— What you need to do —
[A] In the ADRIFT interview, transcribe the passage between "Counterpilot started as" and "work in 2022.", inclusive.
[B] List every year that appears in the ADRIFT interview.
[C] Resume the interview about ADRIFT and the company Counterpilot from the point where it stops.

____ Excerpt to read

What is ADRIFT about?
ADRIFT is a very theatrical piece of theatre with no performers - just participants co-creating scenes and miniature worlds for each other. The work is about loneliness through togetherness. It's trying to find new peculiar intimacies to be shared between strangers.
This is Counterpilot's most ambitious project to date - full of tricksy tech and detailed design, all serving a participant experience that is whimsical, provocative, and unique. It's large in terms of spectacle and scale, but also very small in the way it zooms in on the space between you and someone else.
Tell us your origin story. How did your company/show/collaboration start?
Counterpilot started as a team of freelancers who were all interested in making the same kind of work - driven by new interactivities, postdramatic impulses and renegade applications of technology. Since 2014, we've made more than 15 projects together and over the past few years we've formalised what we do together as a proper company.
Adrift came out of a number of impulses we had in 2019, but the project properly emerged through a Bundanon Artist residency. Five of us got to live and work together for ten days of intensive creative development on Arthur Boyd's estate in NSW, surrounded by wombats and wallabies. We drove down together, stopping at half a dozen lighthouses and spreading out our ideas wider and wider. In the two years post residency, we slowly distilled and tested and eventually premiered the work in 2022.

________
____ Excerpted data

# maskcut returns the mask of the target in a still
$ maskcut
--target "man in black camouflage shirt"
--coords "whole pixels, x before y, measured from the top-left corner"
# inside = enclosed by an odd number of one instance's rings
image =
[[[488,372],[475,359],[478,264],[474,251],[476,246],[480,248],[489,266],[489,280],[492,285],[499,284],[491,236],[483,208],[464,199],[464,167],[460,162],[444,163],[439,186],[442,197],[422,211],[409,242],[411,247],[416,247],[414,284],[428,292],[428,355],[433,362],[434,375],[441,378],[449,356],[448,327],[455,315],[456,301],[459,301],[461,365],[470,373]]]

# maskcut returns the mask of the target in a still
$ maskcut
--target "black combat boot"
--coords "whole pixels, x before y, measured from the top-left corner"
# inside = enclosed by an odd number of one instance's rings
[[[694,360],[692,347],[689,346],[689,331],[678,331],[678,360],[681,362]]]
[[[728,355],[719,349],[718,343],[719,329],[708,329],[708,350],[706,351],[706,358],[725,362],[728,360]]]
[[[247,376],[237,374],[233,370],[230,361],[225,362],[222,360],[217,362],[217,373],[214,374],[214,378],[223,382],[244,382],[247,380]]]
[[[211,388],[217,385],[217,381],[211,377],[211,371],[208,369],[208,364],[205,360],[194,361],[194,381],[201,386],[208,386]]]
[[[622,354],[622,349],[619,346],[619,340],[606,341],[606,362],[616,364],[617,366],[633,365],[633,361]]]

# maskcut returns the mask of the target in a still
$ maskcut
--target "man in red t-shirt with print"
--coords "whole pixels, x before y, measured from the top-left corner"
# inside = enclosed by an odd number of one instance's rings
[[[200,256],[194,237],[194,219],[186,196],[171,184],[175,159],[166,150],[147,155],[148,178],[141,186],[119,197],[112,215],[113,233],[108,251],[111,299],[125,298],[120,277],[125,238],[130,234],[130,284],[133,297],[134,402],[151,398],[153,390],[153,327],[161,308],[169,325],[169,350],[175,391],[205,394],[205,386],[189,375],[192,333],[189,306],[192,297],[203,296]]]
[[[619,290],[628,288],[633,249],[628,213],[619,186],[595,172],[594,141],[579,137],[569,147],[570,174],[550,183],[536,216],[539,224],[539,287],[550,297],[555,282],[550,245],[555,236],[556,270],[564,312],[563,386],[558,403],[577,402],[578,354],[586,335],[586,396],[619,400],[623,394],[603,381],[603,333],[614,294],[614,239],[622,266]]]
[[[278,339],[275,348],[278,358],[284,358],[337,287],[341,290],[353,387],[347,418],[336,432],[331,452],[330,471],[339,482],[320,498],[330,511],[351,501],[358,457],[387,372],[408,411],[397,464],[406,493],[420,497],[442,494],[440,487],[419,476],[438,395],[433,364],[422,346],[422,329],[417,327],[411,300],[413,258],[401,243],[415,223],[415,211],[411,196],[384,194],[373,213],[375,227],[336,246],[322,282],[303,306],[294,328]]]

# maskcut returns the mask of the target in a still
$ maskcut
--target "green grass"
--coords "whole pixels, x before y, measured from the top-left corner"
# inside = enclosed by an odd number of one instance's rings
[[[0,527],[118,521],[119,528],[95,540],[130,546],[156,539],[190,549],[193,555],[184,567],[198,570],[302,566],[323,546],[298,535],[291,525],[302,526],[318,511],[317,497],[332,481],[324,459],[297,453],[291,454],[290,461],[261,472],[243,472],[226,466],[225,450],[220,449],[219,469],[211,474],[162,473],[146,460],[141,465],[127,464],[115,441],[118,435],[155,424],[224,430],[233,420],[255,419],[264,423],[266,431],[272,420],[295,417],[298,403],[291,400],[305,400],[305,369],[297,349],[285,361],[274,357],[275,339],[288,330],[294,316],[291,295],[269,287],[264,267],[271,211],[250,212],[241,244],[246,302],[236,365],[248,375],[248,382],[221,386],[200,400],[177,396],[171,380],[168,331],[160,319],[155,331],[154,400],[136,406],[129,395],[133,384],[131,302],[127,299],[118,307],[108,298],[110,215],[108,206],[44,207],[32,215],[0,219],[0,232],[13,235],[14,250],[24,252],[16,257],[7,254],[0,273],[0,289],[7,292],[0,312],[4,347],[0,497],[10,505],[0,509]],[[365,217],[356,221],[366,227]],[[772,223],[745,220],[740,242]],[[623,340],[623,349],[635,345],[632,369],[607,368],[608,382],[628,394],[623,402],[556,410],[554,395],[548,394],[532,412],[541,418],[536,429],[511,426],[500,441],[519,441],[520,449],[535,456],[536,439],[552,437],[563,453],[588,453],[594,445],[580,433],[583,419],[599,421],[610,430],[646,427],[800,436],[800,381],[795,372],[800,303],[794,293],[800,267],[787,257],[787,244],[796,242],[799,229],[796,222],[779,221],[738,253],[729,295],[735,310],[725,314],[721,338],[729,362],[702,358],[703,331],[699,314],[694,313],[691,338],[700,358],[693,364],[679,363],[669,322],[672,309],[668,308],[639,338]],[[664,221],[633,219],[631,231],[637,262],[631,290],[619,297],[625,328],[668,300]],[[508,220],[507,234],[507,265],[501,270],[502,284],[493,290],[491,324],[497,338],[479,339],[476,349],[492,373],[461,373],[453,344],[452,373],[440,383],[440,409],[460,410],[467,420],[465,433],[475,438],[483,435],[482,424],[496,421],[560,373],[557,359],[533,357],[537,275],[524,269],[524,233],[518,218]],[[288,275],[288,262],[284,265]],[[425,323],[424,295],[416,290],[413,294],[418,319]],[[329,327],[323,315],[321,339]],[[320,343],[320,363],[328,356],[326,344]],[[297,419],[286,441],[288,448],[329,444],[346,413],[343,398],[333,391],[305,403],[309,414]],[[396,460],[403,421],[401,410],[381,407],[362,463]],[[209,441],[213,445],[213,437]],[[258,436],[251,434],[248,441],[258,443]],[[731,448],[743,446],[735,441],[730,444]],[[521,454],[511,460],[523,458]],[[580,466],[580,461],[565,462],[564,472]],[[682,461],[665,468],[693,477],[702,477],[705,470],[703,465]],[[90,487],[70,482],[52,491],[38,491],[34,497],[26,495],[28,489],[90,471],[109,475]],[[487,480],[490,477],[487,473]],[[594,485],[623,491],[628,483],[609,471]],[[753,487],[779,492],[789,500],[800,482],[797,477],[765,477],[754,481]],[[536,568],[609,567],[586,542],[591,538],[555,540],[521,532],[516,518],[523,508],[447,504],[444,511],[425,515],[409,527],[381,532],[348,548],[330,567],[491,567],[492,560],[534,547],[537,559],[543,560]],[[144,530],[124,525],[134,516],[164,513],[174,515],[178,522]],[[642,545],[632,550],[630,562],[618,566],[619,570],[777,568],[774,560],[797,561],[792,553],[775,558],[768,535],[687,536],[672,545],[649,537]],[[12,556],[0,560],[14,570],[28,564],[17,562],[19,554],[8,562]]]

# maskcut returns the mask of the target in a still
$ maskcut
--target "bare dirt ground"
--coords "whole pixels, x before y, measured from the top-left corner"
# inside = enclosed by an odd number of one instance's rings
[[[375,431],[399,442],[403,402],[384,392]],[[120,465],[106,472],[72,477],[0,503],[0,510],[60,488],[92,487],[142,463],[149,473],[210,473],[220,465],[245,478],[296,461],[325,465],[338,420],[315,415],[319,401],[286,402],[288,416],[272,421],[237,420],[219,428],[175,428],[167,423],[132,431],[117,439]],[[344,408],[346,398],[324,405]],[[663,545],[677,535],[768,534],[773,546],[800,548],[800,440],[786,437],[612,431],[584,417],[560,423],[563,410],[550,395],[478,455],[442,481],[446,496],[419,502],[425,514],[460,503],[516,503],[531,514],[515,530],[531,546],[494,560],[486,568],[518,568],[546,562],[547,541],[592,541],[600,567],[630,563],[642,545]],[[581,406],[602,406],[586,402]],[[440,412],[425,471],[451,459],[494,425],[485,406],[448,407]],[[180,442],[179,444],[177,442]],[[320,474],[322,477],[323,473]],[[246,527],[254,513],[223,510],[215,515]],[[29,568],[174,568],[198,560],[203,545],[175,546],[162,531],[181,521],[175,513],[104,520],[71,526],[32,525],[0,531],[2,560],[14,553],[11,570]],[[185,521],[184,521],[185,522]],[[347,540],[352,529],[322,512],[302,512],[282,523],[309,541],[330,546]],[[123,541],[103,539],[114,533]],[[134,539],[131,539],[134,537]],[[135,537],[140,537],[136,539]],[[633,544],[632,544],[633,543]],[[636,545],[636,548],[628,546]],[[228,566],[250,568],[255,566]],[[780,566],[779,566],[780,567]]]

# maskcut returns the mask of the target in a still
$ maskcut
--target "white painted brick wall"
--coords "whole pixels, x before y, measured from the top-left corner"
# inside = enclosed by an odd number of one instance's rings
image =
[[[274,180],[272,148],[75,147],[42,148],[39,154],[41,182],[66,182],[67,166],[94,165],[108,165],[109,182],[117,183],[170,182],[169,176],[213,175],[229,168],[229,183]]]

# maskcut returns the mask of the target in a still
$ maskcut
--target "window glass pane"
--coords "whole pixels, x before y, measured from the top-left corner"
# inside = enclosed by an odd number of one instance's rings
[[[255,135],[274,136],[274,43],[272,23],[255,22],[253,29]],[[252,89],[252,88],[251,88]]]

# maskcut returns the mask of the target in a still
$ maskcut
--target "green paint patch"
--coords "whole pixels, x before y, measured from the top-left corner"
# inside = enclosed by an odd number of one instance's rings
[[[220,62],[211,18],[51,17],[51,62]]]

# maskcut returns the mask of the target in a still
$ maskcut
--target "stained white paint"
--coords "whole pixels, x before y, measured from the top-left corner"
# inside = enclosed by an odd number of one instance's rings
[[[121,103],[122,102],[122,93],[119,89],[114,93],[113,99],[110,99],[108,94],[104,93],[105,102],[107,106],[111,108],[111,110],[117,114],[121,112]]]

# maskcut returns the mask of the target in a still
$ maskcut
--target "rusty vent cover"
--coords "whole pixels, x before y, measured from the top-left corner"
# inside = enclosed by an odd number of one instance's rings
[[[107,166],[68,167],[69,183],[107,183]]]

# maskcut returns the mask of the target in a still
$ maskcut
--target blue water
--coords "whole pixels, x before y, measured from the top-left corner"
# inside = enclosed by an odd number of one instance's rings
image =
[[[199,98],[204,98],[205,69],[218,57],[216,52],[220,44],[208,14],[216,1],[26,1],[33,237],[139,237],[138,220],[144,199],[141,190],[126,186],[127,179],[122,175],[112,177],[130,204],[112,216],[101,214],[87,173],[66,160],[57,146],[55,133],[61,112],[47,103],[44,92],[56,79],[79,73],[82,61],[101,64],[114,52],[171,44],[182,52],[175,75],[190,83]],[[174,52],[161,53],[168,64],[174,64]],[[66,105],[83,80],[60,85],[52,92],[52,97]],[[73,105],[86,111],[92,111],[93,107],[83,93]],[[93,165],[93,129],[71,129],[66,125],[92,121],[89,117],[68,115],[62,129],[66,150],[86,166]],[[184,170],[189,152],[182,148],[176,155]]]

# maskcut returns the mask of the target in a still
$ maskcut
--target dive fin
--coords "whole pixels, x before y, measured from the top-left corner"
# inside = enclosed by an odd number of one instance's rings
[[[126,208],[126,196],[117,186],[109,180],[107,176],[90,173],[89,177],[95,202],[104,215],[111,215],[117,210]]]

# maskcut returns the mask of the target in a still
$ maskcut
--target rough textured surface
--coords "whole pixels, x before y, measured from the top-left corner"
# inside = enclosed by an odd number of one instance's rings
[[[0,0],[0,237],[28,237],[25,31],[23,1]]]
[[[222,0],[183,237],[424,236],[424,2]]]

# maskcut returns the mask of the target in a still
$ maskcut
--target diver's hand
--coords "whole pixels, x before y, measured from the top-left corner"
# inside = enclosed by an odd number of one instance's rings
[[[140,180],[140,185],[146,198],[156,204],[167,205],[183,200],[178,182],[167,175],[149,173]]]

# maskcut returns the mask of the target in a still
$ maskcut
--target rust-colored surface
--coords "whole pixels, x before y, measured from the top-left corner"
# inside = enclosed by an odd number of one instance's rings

________

— Final results —
[A]
Counterpilot started as a team of freelancers who were all interested in making the same kind of work - driven by new interactivities, postdramatic impulses and renegade applications of technology. Since 2014, we've made more than 15 projects together and over the past few years we've formalised what we do together as a proper company.
Adrift came out of a number of impulses we had in 2019, but the project properly emerged through a Bundanon Artist residency. Five of us got to live and work together for ten days of intensive creative development on Arthur Boyd's estate in NSW, surrounded by wombats and wallabies. We drove down together, stopping at half a dozen lighthouses and spreading out our ideas wider and wider. In the two years post residency, we slowly distilled and tested and eventually premiered the work in 2022.

[B] 2014, 2019, 2022

[C]
What is your creative process like?
Highly collaborative and iterative. We don't always know what the next step in a process looks like - sometimes it's one thing at a time pushing forwards until a pathway starts to reveal itself. I have two mantras that go side-by-side: TRUST THE PROCESS! and THERE IS NO PROCESS!
Sometimes sitting in the uncertainty is where the stickiest ideas emerge from. That, and bad ideas. I love bad ideas. You can't get to great ideas without playing with the bad ideas.
What is something unexpected that people will be surprised by about your show?
There are no live performers. Sometimes that comes off as a surprise. We worked with some exceptional actors to build the work and in some cases put them into full environments and staged blocking - but their performances are only captured in 3D immersive sound. Binaural audio can be very surprising if you haven't experienced it much before - it's a really effective sensory illusion.
The show also trades on surprises in general - there are lots of secrets, a lot of little reveals and discoveries to be made. People who think about things technically may be quite surprised at how certain things happened - there are moments of light and water in places where you maybe don't expect them to happen. People who don't think about things technically at all may just be surprised at the effect of what happens.
How do you want people to feel after your show?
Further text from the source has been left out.